REQUIRED WORK – What is needed here is an exact copy of every record below.

========================================================================

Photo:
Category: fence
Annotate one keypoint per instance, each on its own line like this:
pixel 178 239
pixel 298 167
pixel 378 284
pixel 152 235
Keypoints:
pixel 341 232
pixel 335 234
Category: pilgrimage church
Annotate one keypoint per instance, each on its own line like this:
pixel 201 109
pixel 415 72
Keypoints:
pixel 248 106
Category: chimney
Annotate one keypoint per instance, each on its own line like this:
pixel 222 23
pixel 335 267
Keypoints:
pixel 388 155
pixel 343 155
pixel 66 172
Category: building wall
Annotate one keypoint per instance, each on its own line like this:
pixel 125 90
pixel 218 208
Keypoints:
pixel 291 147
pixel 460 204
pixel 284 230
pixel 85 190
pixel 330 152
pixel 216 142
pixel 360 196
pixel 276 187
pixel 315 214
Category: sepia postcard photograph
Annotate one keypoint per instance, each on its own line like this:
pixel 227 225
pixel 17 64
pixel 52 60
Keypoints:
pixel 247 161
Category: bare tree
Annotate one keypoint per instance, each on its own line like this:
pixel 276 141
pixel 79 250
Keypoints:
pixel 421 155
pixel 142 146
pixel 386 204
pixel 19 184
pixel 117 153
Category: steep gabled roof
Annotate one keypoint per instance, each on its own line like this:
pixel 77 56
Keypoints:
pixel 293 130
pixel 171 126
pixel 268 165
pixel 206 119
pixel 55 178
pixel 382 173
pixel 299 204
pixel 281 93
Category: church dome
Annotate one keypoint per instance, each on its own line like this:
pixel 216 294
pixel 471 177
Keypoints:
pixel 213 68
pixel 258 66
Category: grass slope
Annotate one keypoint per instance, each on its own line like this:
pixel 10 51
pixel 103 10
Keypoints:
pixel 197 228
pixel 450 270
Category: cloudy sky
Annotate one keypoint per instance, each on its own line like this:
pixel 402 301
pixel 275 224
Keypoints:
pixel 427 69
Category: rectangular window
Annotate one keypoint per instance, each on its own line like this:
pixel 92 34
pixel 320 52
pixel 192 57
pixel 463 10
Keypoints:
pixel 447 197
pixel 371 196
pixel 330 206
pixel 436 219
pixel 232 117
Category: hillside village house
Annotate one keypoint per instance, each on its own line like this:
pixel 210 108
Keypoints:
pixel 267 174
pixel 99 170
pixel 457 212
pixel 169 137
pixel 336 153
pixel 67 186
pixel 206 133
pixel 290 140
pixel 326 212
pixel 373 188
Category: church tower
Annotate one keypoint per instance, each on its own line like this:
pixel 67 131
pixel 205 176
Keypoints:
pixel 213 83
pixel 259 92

========================================================================

ANSWER FOR THIS EXERCISE –
Photo:
Category: fence
Annotate one keypoint per instance, each on its own line like this:
pixel 178 239
pixel 298 167
pixel 378 284
pixel 152 235
Keypoints:
pixel 341 232
pixel 335 234
Category: pilgrimage church
Annotate one keypoint per instance, each on its own line like this:
pixel 201 109
pixel 415 72
Keypoints:
pixel 248 106
Category: chimney
Annotate one keypoint per instance, each on its own line like this:
pixel 222 23
pixel 335 267
Keypoints:
pixel 388 155
pixel 343 155
pixel 66 172
Category: building wall
Annotate one keypoint per instance, each on its own line like this:
pixel 125 90
pixel 218 208
Keypoints:
pixel 291 147
pixel 460 204
pixel 284 230
pixel 85 190
pixel 330 152
pixel 216 142
pixel 360 196
pixel 276 187
pixel 315 214
Category: sepia postcard photograph
Annotate one keypoint per instance, each on its own line like this:
pixel 227 225
pixel 17 64
pixel 52 60
Keypoints:
pixel 247 161
Category: bare tree
Annotate one keypoint per instance, each on its own line like this:
pixel 276 141
pixel 79 250
Keypoints:
pixel 421 155
pixel 142 146
pixel 386 204
pixel 19 184
pixel 117 153
Category: steep gabled roof
Annotate one keypoint per instance, each on its own line like this:
pixel 77 56
Keypoints:
pixel 293 130
pixel 171 126
pixel 268 165
pixel 206 119
pixel 55 178
pixel 382 173
pixel 299 204
pixel 281 93
Category: church dome
Annotate one keypoint per instance, each on its own line like this:
pixel 216 294
pixel 471 177
Keypoints:
pixel 213 68
pixel 258 66
Category: grass slope
Annotate one keypoint per instance, each on its own line like this:
pixel 10 51
pixel 103 10
Keypoints:
pixel 197 228
pixel 450 270
Category: cloudy sky
Annotate one keypoint per instance, each on its own line like this:
pixel 402 301
pixel 275 224
Keypoints:
pixel 427 69
Category: rectangular window
Annotate one keypoint per instance, each on its own line like this:
pixel 92 34
pixel 320 52
pixel 192 57
pixel 463 10
Keypoints:
pixel 447 197
pixel 371 196
pixel 330 206
pixel 436 219
pixel 232 117
Category: hillside village house
Annotate one keypoint per instance, each on its own line like this:
pixel 210 108
Keypoints:
pixel 267 174
pixel 99 170
pixel 457 212
pixel 169 137
pixel 336 153
pixel 67 186
pixel 206 133
pixel 290 140
pixel 326 212
pixel 373 188
Category: church tower
Annotate one keypoint per instance, each on its own line like this:
pixel 67 131
pixel 205 176
Keypoints:
pixel 213 83
pixel 259 92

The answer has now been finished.